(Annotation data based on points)
● ● ● ● ●

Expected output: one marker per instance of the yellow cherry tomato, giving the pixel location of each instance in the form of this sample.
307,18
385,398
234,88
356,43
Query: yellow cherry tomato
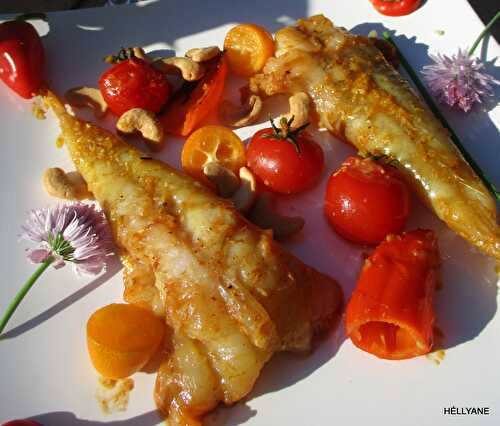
122,338
248,47
212,144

● ● ● ● ●

Rewrite the listing above with "yellow" changed to "red" and nothing else altered. Omit the pictures from your version.

Task result |
Expected output: one marker per instance of the red cherry tomato, giving the pixel location of each instance in the form of this sample.
307,18
385,398
234,88
356,43
Query: red cherry tomato
122,338
248,47
212,144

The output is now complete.